Source document:
——

Intended for healthcare professionals

Education And Debate

Personal paper: writing prescriptions is easy

BMJ 1997; 314 doi: https://doi.org/10.1136/bmj.314.7082.747 (Published 08 March 1997) Cite this as: BMJ 1997;314:747
  1. Marshall Marinker, visiting professor of general practicea
  1. a United Medical and Dental Schools of Guy's and St Thomas's Hospitals London SE1 7EH
  • Accepted 13 February 1997

Introduction

To write prescriptions is easy, but to come to an understanding of people is hard.

Franz Kafka, A Country Doctor

Only about 50% of patients with chronic diseases take their medicines in therapeutically effective doses.1 Although the cost of non-compliance in illness and premature death is staggering, the issue has been neglected in the debates on healthcare resources and rationing. This week a working party of the Royal Pharmaceutical Society of Great Britain publishes its report on medicine taking.2 It was set up to consider the scale and consequences of non-compliance and to make recommendations. Many of our group, which was made up of doctors, pharmacists, nurses, and social scientists, admitted early on that we rarely took medicines as prescribed. Some confessed to abandoning courses of antibiotics after the first day or two. After we reviewed published work it became apparent that non-compliance might be no more deviant behaviour than compliance, and that this often had serious consequences.

——

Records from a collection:
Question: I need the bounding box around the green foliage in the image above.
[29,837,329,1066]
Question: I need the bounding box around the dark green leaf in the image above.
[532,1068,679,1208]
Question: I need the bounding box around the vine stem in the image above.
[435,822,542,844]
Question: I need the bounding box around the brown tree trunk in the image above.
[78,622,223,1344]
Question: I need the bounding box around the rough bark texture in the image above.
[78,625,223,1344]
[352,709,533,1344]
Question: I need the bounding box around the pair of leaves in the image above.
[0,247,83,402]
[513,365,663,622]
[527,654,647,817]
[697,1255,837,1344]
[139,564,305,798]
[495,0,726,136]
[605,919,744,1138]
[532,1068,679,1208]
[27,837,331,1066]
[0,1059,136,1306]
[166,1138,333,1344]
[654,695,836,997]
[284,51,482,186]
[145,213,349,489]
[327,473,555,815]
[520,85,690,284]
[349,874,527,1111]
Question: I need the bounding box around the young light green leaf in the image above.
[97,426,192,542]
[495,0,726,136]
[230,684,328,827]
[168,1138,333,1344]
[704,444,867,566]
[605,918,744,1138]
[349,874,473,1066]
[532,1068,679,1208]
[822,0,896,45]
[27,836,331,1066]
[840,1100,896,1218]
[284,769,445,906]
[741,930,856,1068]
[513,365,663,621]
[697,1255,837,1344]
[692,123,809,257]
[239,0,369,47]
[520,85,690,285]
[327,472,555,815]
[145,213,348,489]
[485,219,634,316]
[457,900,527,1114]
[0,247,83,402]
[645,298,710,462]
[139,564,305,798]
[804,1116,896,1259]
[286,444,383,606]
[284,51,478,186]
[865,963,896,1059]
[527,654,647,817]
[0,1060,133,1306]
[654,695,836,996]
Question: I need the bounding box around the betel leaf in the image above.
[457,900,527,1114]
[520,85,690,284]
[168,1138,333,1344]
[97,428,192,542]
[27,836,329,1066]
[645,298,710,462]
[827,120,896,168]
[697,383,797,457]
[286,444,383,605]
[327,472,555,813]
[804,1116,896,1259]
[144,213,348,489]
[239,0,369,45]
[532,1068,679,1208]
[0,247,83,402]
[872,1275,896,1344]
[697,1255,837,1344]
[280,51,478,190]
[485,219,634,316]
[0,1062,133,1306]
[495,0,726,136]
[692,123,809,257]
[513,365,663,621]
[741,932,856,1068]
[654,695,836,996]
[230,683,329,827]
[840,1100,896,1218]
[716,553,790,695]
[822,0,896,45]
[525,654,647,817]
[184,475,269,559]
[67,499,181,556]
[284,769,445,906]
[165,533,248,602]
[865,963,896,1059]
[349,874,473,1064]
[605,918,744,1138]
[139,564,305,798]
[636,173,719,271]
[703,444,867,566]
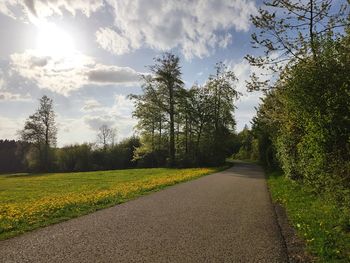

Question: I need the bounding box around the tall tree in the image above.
[21,95,57,171]
[150,53,183,166]
[97,124,117,150]
[246,0,349,90]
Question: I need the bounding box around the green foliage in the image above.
[253,33,350,196]
[130,58,239,167]
[268,172,350,262]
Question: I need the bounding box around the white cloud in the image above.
[0,0,104,22]
[96,0,256,59]
[95,28,130,55]
[82,99,103,111]
[87,65,140,83]
[84,94,137,138]
[0,91,31,101]
[10,50,143,96]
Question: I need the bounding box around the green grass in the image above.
[0,167,223,239]
[268,172,350,262]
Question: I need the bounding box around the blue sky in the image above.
[0,0,261,146]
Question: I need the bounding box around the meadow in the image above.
[0,168,222,240]
[268,172,350,262]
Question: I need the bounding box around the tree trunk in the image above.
[168,84,175,166]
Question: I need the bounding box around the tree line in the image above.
[130,53,239,167]
[236,0,350,206]
[0,53,239,172]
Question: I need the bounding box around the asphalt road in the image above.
[0,163,288,263]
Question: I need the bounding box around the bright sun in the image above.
[37,23,75,57]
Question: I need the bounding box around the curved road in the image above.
[0,163,288,263]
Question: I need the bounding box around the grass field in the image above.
[268,172,350,262]
[0,168,222,239]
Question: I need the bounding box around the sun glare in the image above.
[37,23,75,57]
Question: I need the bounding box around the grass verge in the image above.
[0,167,226,240]
[268,172,350,262]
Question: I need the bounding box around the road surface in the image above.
[0,163,288,263]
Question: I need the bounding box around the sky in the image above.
[0,0,261,146]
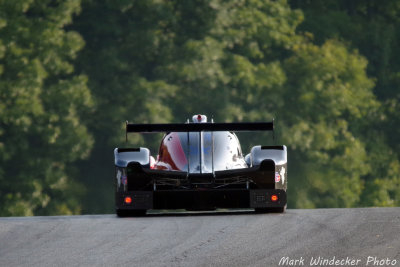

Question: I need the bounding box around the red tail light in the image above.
[125,197,132,204]
[271,195,279,202]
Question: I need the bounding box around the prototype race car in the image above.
[114,115,287,217]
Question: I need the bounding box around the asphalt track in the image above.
[0,208,400,266]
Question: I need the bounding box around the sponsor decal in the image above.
[281,167,285,184]
[275,172,281,183]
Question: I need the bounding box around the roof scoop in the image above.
[192,114,207,123]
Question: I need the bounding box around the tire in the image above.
[254,205,286,213]
[115,209,146,218]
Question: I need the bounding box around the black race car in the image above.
[114,115,287,217]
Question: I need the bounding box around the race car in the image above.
[114,114,287,217]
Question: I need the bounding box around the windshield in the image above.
[156,132,247,173]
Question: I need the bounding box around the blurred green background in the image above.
[0,0,400,216]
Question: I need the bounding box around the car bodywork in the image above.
[114,115,287,216]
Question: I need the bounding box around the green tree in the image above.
[0,0,93,216]
[291,0,400,206]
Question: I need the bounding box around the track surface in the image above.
[0,208,400,266]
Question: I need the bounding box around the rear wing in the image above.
[126,120,274,136]
[125,120,275,177]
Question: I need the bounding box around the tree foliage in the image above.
[0,0,92,215]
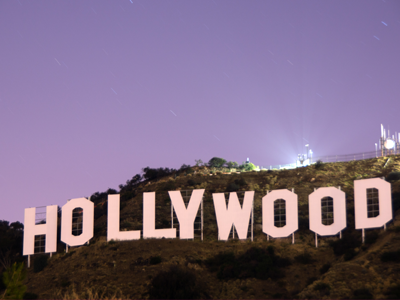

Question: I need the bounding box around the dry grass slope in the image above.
[22,156,400,299]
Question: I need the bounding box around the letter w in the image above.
[213,191,254,241]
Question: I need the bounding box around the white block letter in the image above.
[61,198,94,246]
[107,194,140,241]
[213,191,254,241]
[168,189,204,239]
[23,205,57,255]
[262,190,299,238]
[354,178,393,229]
[308,187,347,236]
[143,192,176,239]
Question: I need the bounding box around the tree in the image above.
[208,157,226,168]
[2,262,26,299]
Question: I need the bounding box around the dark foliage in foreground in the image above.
[330,230,361,256]
[205,246,291,280]
[149,265,208,299]
[33,254,48,273]
[381,250,400,262]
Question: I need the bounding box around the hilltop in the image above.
[10,156,400,299]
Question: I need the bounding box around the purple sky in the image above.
[0,0,400,221]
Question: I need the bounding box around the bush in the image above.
[142,167,176,180]
[162,181,176,191]
[381,250,400,262]
[226,182,239,192]
[314,282,331,295]
[329,230,361,256]
[22,292,39,299]
[294,252,314,265]
[150,255,161,265]
[206,246,291,280]
[319,263,331,275]
[33,254,48,273]
[385,284,400,299]
[187,179,196,186]
[365,231,379,244]
[149,265,208,299]
[353,288,374,299]
[235,177,247,187]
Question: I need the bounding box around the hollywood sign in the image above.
[23,178,392,255]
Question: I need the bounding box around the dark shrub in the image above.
[33,254,48,273]
[205,246,291,280]
[226,182,239,192]
[294,252,314,265]
[299,215,310,230]
[150,255,161,265]
[365,230,379,244]
[343,248,357,261]
[22,292,39,299]
[307,276,318,285]
[385,284,400,299]
[381,250,400,262]
[162,181,176,191]
[188,179,196,186]
[319,263,331,275]
[149,265,208,299]
[314,282,331,295]
[142,167,176,180]
[329,230,361,256]
[235,177,247,187]
[353,288,374,299]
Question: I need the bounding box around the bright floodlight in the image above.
[384,139,396,150]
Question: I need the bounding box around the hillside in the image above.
[21,156,400,299]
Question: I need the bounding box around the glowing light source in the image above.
[383,138,396,150]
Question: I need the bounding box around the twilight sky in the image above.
[0,0,400,222]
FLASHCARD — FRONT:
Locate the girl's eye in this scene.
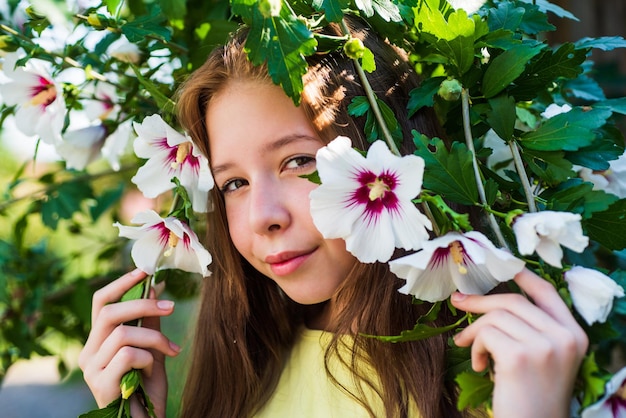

——

Exercise 1:
According to the paper on medicine taking, about what share of patients with chronic diseases take their medicines in therapeutically effective doses?
Exercise 2:
Extract the passage of the paper on medicine taking from "Education And Debate" up to and including "people is hard.".

Written solution 1:
About 50%.

Written solution 2:
Education And Debate

Personal paper: writing prescriptions is easy

BMJ 1997; 314 doi: https://doi.org/10.1136/bmj.314.7082.747 (Published 08 March 1997) Cite this as: BMJ 1997;314:747
  1. Marshall Marinker, visiting professor of general practicea
  1. a United Medical and Dental Schools of Guy's and St Thomas's Hospitals London SE1 7EH
  • Accepted 13 February 1997

Introduction

To write prescriptions is easy, but to come to an understanding of people is hard.